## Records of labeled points
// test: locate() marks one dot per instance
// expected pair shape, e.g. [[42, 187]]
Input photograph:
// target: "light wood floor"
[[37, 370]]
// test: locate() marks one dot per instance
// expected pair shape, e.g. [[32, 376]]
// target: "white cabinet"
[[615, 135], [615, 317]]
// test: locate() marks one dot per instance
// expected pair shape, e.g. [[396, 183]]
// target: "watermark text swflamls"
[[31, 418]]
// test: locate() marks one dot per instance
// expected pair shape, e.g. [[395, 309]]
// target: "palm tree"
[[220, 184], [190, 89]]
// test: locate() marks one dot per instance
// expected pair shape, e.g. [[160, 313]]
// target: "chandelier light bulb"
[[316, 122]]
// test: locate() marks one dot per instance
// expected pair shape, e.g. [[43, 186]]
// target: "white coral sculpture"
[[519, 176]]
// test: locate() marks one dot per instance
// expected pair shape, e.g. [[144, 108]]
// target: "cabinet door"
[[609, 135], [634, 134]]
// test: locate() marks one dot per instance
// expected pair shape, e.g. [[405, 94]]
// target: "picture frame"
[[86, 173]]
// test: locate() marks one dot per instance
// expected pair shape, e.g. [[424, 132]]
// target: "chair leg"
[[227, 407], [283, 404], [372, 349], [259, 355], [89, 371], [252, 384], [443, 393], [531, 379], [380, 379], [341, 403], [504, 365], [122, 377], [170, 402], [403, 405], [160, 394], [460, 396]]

## Directions for this task
Report how many lines in the records above contain the string "cabinet". Reply with the number alone.

## Exercise answer
2